REQUIRED WORK: Nothing but the lines from the one containing "Question. Indicate one point on each instance of the shower" through the end of the entries should be set down, each exactly as written.

Data entries
__________

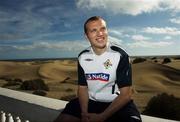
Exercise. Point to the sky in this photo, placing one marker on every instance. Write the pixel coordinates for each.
(54, 28)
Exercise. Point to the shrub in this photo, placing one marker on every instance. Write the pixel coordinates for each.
(37, 84)
(166, 60)
(164, 106)
(138, 60)
(39, 92)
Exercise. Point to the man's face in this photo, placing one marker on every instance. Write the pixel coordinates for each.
(97, 33)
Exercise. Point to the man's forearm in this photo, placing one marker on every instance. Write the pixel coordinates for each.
(83, 98)
(118, 103)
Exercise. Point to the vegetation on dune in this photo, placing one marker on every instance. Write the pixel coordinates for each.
(163, 106)
(138, 60)
(37, 84)
(166, 60)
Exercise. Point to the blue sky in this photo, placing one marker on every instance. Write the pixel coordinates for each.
(54, 28)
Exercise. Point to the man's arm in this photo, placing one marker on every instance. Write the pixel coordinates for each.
(118, 103)
(83, 100)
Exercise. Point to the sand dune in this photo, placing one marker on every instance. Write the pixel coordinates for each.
(155, 76)
(59, 71)
(149, 78)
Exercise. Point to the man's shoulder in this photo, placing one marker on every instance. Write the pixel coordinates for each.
(117, 48)
(87, 50)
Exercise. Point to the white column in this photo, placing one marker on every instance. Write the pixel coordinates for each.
(3, 117)
(18, 119)
(9, 118)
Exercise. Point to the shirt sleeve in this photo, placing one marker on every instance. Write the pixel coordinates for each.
(81, 76)
(124, 72)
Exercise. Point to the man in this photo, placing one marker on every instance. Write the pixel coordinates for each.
(104, 81)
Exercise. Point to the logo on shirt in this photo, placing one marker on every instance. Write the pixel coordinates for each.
(107, 64)
(97, 76)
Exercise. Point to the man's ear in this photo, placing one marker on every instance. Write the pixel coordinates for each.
(85, 35)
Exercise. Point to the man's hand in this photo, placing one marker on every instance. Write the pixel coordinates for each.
(93, 117)
(84, 117)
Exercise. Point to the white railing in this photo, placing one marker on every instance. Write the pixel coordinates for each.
(9, 118)
(49, 110)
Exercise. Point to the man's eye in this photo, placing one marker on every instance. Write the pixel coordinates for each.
(94, 30)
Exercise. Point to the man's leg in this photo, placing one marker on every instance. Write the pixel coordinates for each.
(71, 112)
(67, 118)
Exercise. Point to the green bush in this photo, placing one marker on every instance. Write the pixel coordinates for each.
(37, 84)
(138, 60)
(163, 106)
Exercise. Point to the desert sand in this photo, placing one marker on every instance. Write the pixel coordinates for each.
(149, 77)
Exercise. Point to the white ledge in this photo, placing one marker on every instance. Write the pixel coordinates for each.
(41, 109)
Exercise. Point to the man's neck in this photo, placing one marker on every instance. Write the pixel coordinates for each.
(99, 51)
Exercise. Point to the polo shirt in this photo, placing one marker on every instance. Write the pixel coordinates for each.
(104, 74)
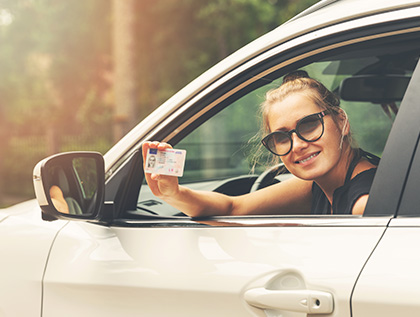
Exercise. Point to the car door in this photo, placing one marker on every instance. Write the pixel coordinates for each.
(146, 259)
(389, 283)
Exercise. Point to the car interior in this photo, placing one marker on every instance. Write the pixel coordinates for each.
(224, 153)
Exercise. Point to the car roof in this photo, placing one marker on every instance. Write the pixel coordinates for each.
(322, 14)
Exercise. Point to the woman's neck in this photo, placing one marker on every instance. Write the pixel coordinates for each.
(336, 177)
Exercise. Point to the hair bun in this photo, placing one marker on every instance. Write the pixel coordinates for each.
(295, 75)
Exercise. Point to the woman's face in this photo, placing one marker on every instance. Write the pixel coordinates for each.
(307, 160)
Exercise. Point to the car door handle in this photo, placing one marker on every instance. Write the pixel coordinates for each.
(304, 301)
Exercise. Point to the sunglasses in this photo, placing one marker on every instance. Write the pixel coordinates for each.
(309, 129)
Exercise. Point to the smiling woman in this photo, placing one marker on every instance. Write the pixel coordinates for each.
(311, 133)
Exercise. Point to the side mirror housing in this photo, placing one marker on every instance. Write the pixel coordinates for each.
(70, 185)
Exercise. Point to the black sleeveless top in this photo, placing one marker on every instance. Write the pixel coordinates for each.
(345, 196)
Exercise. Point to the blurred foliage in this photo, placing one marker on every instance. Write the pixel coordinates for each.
(57, 68)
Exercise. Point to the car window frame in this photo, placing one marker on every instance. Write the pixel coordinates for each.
(408, 205)
(297, 55)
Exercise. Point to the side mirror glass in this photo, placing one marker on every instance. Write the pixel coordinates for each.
(70, 185)
(381, 89)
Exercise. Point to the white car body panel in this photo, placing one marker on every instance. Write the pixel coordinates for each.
(398, 293)
(28, 238)
(179, 272)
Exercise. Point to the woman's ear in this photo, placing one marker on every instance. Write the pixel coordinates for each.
(344, 123)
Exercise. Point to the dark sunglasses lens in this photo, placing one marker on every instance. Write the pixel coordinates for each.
(310, 128)
(278, 143)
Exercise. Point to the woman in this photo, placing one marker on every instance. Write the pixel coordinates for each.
(310, 133)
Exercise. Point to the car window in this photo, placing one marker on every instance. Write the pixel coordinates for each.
(221, 152)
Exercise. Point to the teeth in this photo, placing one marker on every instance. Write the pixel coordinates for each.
(308, 158)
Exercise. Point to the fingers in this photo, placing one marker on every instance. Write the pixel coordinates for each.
(161, 146)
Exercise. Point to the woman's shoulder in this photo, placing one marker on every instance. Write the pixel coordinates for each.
(363, 166)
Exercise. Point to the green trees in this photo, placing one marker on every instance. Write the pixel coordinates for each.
(58, 67)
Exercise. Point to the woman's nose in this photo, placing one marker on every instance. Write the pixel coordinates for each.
(298, 143)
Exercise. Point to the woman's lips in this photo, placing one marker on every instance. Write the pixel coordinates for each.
(306, 159)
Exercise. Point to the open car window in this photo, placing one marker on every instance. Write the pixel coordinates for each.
(370, 81)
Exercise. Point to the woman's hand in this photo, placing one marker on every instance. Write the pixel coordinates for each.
(160, 185)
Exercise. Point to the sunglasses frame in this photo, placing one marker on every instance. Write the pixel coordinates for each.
(320, 116)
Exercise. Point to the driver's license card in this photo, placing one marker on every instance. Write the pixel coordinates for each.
(169, 162)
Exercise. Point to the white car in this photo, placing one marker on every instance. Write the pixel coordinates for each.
(123, 252)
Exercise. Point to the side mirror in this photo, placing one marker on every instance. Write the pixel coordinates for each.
(381, 89)
(70, 185)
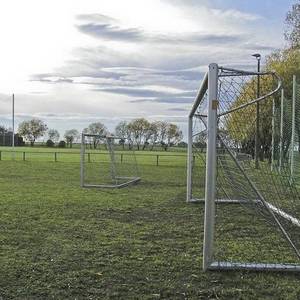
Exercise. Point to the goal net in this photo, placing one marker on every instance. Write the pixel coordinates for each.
(107, 162)
(236, 164)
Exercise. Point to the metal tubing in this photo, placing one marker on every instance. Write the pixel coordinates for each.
(210, 184)
(189, 160)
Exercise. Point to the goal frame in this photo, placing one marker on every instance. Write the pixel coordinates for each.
(210, 84)
(128, 180)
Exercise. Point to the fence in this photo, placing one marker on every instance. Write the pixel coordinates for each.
(61, 156)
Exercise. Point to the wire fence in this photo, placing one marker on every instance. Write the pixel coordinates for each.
(90, 157)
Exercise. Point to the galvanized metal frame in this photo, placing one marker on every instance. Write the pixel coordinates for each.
(128, 180)
(210, 82)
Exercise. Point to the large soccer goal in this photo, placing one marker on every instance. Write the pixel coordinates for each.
(107, 162)
(237, 165)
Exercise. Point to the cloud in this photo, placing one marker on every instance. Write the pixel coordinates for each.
(106, 31)
(166, 100)
(104, 28)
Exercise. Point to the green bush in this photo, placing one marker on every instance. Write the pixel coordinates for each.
(62, 144)
(50, 143)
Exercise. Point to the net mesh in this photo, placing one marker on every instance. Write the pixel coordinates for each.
(108, 162)
(262, 226)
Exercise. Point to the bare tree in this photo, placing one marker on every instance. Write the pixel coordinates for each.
(53, 135)
(138, 128)
(99, 129)
(31, 130)
(121, 131)
(292, 32)
(71, 136)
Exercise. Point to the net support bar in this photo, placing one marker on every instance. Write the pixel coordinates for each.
(210, 183)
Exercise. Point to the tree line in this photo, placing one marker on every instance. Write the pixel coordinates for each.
(286, 63)
(140, 132)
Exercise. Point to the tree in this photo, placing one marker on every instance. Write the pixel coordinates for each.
(155, 133)
(173, 134)
(53, 135)
(121, 131)
(138, 128)
(292, 32)
(3, 129)
(71, 136)
(31, 130)
(162, 128)
(286, 63)
(99, 129)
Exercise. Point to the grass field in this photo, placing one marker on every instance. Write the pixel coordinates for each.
(59, 241)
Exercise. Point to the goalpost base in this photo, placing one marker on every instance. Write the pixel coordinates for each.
(111, 186)
(233, 266)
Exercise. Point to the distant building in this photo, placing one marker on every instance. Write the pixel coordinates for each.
(6, 139)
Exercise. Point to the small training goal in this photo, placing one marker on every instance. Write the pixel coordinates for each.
(239, 165)
(107, 162)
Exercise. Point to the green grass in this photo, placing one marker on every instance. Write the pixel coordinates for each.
(59, 241)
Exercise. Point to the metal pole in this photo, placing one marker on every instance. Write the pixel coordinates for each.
(281, 129)
(293, 125)
(211, 158)
(257, 138)
(13, 126)
(189, 160)
(273, 134)
(82, 156)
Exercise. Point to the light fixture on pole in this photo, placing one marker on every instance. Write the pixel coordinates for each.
(257, 140)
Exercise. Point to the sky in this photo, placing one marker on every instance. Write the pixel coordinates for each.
(74, 62)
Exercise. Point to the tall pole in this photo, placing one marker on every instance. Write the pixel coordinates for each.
(211, 164)
(190, 159)
(13, 126)
(281, 129)
(257, 139)
(293, 125)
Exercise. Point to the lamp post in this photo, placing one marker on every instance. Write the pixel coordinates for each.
(257, 140)
(13, 126)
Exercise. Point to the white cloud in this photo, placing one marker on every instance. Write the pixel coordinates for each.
(84, 60)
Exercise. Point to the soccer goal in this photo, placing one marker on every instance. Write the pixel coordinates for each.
(107, 162)
(235, 165)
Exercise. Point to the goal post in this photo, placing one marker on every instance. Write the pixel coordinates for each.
(261, 231)
(110, 167)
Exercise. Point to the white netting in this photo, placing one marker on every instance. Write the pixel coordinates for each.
(263, 225)
(107, 162)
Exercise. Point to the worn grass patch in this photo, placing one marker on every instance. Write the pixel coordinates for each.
(59, 241)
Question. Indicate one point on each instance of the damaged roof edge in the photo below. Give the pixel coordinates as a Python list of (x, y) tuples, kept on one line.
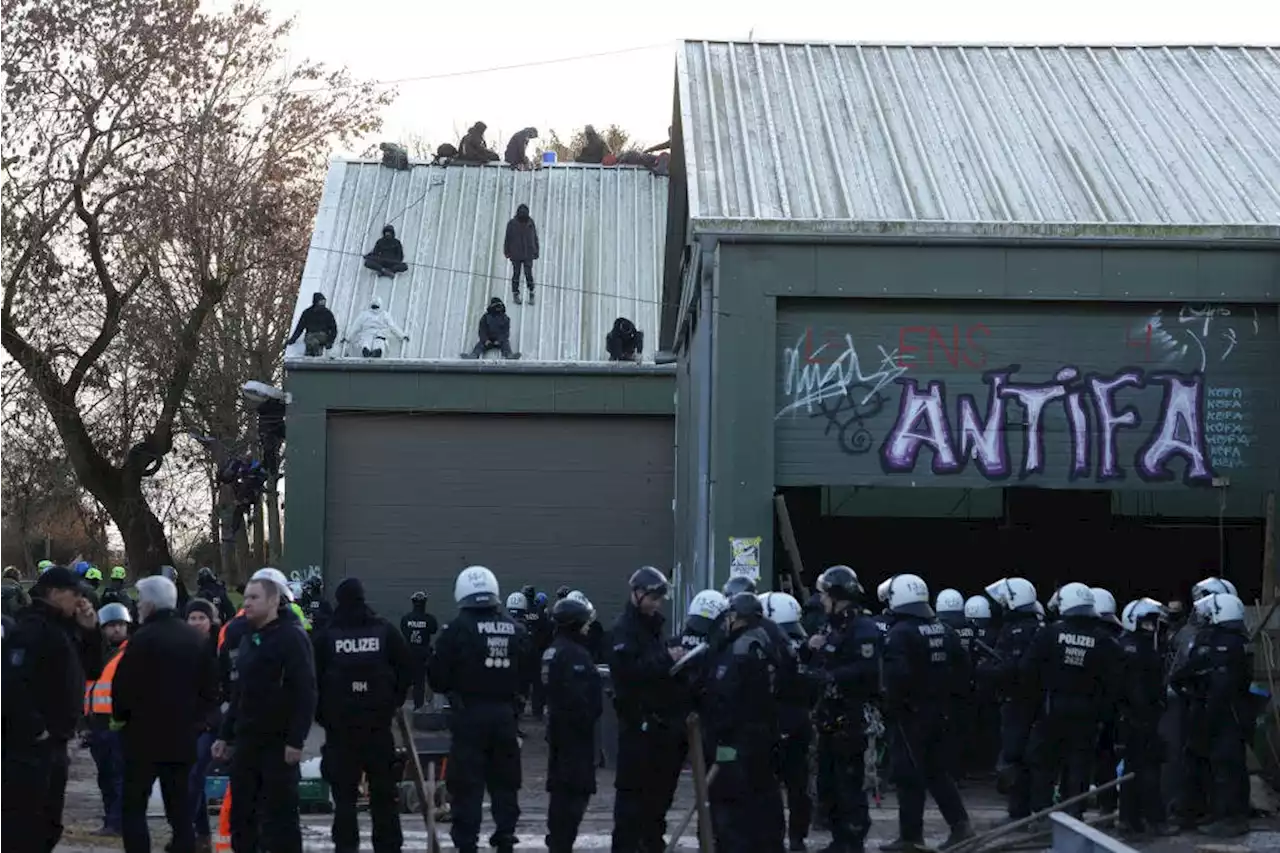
[(946, 232)]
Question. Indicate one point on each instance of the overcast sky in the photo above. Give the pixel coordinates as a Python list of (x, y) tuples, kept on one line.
[(392, 40)]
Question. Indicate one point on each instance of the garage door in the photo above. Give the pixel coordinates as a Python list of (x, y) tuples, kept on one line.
[(411, 500)]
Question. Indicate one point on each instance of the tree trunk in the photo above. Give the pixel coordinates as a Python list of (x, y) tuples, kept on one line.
[(273, 524)]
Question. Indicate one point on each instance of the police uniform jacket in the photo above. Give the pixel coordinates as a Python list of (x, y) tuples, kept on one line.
[(644, 690), (419, 626), (274, 694), (364, 670), (42, 671), (481, 656)]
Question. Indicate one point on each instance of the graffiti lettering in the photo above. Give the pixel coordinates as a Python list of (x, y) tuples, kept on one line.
[(968, 351), (1178, 430), (808, 383)]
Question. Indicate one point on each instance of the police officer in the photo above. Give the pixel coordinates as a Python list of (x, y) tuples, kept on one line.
[(741, 729), (574, 703), (419, 626), (1216, 679), (1000, 673), (268, 717), (1142, 702), (848, 660), (314, 605), (364, 671), (795, 701), (1074, 666), (51, 649), (986, 706), (479, 664), (703, 620), (1106, 757), (926, 671), (649, 702)]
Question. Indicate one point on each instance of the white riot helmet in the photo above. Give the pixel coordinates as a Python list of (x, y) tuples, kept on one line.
[(277, 578), (476, 588), (1211, 585), (704, 611), (1138, 610), (1014, 593), (908, 594), (784, 611), (1105, 605), (1223, 609), (949, 601), (579, 596), (977, 607), (1075, 600)]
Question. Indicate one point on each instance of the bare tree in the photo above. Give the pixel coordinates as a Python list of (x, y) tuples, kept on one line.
[(154, 154)]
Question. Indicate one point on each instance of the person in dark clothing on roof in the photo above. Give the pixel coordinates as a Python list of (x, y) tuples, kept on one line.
[(494, 332), (54, 647), (594, 149), (472, 147), (319, 325), (388, 255), (516, 155), (266, 723), (521, 249)]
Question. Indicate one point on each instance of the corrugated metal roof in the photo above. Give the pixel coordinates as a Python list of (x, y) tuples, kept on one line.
[(982, 140), (602, 233)]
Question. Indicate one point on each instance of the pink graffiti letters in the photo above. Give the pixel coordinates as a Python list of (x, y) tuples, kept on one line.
[(1178, 430)]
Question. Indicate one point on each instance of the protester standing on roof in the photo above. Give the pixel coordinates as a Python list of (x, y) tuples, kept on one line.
[(319, 325), (521, 249), (266, 724), (54, 648), (165, 687)]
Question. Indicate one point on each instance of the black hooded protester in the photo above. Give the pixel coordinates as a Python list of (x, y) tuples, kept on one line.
[(594, 149), (319, 325), (520, 246), (494, 332), (516, 155), (364, 671), (625, 342), (214, 591), (51, 649), (388, 255)]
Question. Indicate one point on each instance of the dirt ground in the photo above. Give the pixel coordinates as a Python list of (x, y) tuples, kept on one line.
[(83, 815)]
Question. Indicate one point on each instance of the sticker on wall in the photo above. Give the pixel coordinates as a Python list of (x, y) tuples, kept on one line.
[(744, 557)]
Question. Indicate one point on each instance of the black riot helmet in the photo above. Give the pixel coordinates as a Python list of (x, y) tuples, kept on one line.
[(650, 582), (840, 583), (745, 603), (571, 614)]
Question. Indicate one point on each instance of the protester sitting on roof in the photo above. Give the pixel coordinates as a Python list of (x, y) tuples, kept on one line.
[(472, 147), (494, 332), (388, 255), (594, 149), (520, 246), (625, 342), (516, 155), (319, 325), (370, 329)]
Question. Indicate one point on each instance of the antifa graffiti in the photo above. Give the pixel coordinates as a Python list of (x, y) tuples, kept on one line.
[(1178, 432)]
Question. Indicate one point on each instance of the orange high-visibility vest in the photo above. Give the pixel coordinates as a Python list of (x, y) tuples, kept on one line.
[(97, 694), (222, 633)]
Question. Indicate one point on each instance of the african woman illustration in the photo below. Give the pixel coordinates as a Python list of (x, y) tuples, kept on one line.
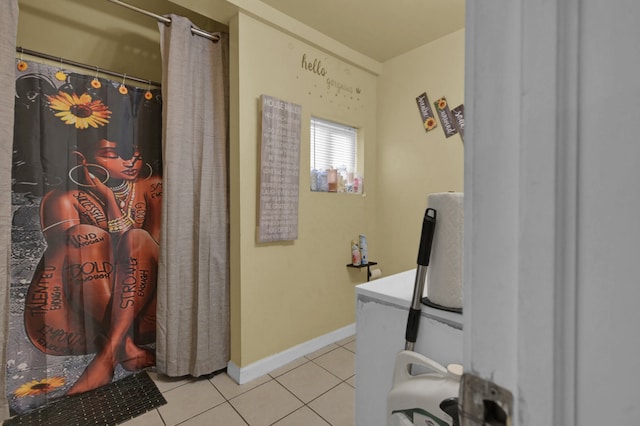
[(94, 288)]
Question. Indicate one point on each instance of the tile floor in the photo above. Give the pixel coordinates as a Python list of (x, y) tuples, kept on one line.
[(316, 390)]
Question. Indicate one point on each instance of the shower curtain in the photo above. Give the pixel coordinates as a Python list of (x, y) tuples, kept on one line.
[(86, 194), (193, 280), (8, 29)]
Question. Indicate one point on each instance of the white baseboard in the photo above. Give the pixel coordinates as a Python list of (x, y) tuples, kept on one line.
[(242, 375)]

__________

TASK RESPONSE:
Question. Indicate one point on each instance of the shower curtain in the photo above. Give the pixel coordinates as a Python list of (x, y) tuples, kept on one line.
[(86, 194), (193, 280), (8, 29)]
Question. Indicate one point on each instance of the white baseboard in the photo above. Give the pixel coordinates as a Python list of (x, y) tuples, kept on one line.
[(242, 375)]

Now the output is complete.